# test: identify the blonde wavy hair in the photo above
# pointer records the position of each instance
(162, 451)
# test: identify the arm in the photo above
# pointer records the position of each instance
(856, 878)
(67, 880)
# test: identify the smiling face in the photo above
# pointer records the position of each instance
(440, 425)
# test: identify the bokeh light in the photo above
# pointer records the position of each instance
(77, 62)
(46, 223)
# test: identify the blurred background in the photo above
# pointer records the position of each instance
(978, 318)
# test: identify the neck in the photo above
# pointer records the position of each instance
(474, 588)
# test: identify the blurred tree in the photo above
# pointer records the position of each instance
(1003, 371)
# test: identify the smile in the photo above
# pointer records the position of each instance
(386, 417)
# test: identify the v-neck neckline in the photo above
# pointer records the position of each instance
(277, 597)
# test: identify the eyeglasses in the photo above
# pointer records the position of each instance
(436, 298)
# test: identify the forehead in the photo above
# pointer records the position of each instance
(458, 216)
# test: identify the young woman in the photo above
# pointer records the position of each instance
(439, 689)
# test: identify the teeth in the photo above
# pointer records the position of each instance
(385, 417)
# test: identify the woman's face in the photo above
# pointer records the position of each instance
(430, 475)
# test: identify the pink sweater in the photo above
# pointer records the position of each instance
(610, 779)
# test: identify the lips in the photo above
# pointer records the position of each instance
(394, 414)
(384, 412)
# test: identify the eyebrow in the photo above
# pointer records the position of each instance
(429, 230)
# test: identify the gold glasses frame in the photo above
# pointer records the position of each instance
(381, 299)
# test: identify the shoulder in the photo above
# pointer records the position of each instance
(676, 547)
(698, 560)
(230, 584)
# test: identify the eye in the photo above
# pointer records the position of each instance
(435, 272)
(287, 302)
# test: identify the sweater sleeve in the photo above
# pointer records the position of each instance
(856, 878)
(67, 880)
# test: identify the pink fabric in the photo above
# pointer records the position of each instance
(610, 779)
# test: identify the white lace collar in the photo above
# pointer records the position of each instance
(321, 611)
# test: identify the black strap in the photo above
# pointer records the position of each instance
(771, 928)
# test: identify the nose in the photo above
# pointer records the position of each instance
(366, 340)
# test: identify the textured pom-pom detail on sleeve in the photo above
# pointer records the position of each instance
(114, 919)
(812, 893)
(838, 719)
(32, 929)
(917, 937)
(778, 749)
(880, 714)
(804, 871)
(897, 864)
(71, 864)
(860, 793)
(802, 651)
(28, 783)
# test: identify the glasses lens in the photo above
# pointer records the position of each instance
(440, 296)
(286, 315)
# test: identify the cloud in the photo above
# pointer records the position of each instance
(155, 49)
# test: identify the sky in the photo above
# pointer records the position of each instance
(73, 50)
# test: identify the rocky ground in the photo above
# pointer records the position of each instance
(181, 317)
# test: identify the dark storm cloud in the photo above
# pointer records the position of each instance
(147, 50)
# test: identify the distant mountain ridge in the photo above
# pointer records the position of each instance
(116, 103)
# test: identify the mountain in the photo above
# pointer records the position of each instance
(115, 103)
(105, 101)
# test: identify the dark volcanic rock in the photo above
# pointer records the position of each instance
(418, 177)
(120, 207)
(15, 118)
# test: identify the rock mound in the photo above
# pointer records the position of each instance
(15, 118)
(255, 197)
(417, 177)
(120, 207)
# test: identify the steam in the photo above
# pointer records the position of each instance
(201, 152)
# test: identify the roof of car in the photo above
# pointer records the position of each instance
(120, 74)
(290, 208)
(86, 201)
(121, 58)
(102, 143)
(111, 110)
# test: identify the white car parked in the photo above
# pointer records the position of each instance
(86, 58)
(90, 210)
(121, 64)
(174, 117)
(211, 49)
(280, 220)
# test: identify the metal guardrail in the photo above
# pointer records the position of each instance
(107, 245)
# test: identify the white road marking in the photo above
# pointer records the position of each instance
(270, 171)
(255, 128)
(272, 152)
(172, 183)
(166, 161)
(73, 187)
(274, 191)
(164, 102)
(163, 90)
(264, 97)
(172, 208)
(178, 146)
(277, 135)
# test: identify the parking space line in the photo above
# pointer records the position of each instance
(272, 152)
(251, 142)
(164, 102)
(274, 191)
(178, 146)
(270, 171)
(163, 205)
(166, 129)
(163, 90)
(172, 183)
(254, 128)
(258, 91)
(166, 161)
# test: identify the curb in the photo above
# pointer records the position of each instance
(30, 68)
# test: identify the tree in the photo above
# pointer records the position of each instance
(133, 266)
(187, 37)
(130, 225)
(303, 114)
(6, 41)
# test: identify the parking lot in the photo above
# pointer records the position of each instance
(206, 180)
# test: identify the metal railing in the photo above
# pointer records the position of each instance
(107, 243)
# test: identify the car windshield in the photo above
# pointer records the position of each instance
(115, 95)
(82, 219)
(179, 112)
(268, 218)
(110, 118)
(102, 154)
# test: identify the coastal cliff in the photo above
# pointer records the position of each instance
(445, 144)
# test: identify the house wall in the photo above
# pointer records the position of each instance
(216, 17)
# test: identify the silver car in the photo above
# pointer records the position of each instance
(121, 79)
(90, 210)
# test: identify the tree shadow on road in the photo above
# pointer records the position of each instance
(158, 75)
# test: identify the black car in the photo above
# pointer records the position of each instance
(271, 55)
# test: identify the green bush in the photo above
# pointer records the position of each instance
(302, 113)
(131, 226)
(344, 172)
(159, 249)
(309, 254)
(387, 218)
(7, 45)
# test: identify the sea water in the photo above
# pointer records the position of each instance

------------------------------

* **What to do**
Your response should consist of the full listing, exactly as written.

* **Solution to the problem**
# test: identify the blonde wavy hair in the photo above
# pointer records the position of each instance
(162, 451)
# test: identify the arm in the photo above
# pointer records the position of each instance
(856, 878)
(67, 880)
# test: identify the smiling face in the photo above
# pointer records the position of each instance
(440, 425)
# test: identify the bokeh light in the photo above
# pointer records the position of each instance
(77, 62)
(46, 223)
# test: identify the blurred background in the photo above
# pointer records the position of each instance
(978, 318)
# test: identify the neck in the photo above
# pointer records the position of each instance
(474, 588)
# test: identify the blurred tree in the photo above
# pointer records the position of each instance
(1003, 371)
# test: identify the smile in the photo above
# pointer records the position of each instance
(386, 417)
# test: identify the v-neck neckline in the photo above
# pointer records the position of each instance
(277, 597)
# test: identify the eyeglasses in the photo above
# pointer records the position of each instance
(436, 298)
# test: identify the forehead in the photo above
# pointer records the position of each instance
(458, 216)
# test: identify the young woman in the photo above
# pointer records the position of each instance
(439, 689)
# test: identify the teeth in the photo above
# pointer records the position of each instance
(385, 417)
# test: identify the woman's face in the photo above
# pointer records the position of each instance
(430, 475)
# test: identify the pink sweater in the photo above
# pointer records the position of each instance
(610, 779)
# test: identify the lips in the photo above
# pointer records the position of each instance
(394, 414)
(384, 412)
# test: identify the eyebrow in the photo above
# pointer records the position of each instance
(429, 230)
# test: identify the gold glasses frame in the photo above
# pointer records the position of each instance
(381, 299)
# test: identify the shoulder in the photo above
# pointer records the position of each instance
(676, 547)
(698, 560)
(230, 584)
# test: identify the eye in the photo above
# pointer records the position of each instance
(435, 272)
(287, 302)
# test: identify the sweater sleeve in the photo above
# pointer records the position of each instance
(856, 878)
(67, 880)
# test: identify the pink fabric in the photo above
# pointer records the position of each instance
(610, 779)
# test: identify the white lace collar in the photo above
# pointer records the position of each instance
(321, 611)
# test: identify the black strap in the photo above
# pointer records the position of each instance
(771, 928)
# test: identify the nose in the photo above
# pointer records the position of each instance
(366, 340)
# test: identify the textured pom-pom detail on sleeve in the photo above
# pointer records the position of each instance
(114, 919)
(812, 893)
(838, 719)
(32, 929)
(917, 937)
(778, 749)
(880, 714)
(804, 871)
(897, 864)
(71, 864)
(860, 793)
(802, 651)
(28, 783)
# test: identify the glasses lens in the photo above
# pointer records the position of each instance
(440, 296)
(286, 315)
# test: identify the cloud in the photo above
# pointer records the position of each instance
(155, 49)
# test: identify the sky in the photo above
# pointer records the position of each instance
(73, 50)
# test: identify the rocky ground in the photo above
# pointer records the position of each instance
(181, 317)
# test: identify the dark storm cloud in the photo above
# pointer records the position of each instance
(147, 50)
# test: identify the distant mountain ridge in the photo above
# pointer records the position of each instance
(116, 103)
# test: identify the mountain in the photo above
# pointer records the position of each instance
(115, 103)
(105, 101)
# test: identify the dark volcanic rock in the photo above
# pointer records the position of each instance
(418, 177)
(120, 207)
(15, 118)
# test: identify the rock mound in the photo above
# pointer records the position of each instance
(15, 118)
(255, 197)
(417, 177)
(120, 207)
# test: identify the steam in the photo above
# pointer records the position of each instance
(201, 152)
# test: identify the roof of car in the photo above
# pointer records the position of each instance
(120, 74)
(290, 208)
(86, 201)
(121, 58)
(102, 143)
(111, 110)
# test: identify the white car parked in the photo above
# pointer records the position of each instance
(86, 58)
(90, 210)
(121, 64)
(174, 117)
(211, 49)
(280, 220)
# test: identify the metal guardrail in the photo above
# pointer records the position of each instance
(107, 245)
# test: identify the white road marking in the photo above
# pointer records the position of each instance
(270, 171)
(255, 128)
(272, 152)
(172, 183)
(166, 161)
(73, 187)
(274, 191)
(164, 102)
(163, 90)
(264, 97)
(172, 208)
(178, 146)
(277, 135)
# test: identify the parking space line in the photo above
# pointer records the position of each instance
(272, 152)
(251, 142)
(164, 102)
(274, 191)
(178, 146)
(270, 171)
(163, 205)
(166, 129)
(163, 90)
(172, 183)
(254, 128)
(258, 91)
(166, 161)
# test: identify the curb in the photo above
# pointer records the position of each instance
(30, 68)
# test: identify the tree in the photo above
# pointer records the position of each instance
(133, 266)
(187, 37)
(130, 225)
(303, 114)
(6, 41)
# test: identify the parking lot in the photo above
# pointer records the position of each instance
(206, 180)
# test: identify the metal railing in the photo above
# pointer records the position of each instance
(107, 243)
# test: identify the car windshield in the photo above
# pointer records the position of each instance
(115, 95)
(82, 219)
(179, 112)
(268, 218)
(110, 118)
(102, 154)
# test: identify the coastal cliff in the photo above
# pointer records the position of each instance
(445, 144)
# test: identify the house wall in the photo above
# pointer records the position of each instance
(216, 17)
# test: identify the silver car in the photo above
# pointer records the position of each instance
(121, 79)
(90, 210)
# test: identify the tree shadow on road in the photo above
# pointer records the position of each instance
(158, 75)
# test: identify the black car in the photo above
# pointer records the position of each instance
(271, 55)
# test: identify the green bush in the photo above
# pointer records the position of each instance
(302, 113)
(131, 226)
(344, 172)
(159, 249)
(309, 254)
(387, 218)
(7, 45)
# test: identify the sea water in the photo above
# pointer records the position of each instance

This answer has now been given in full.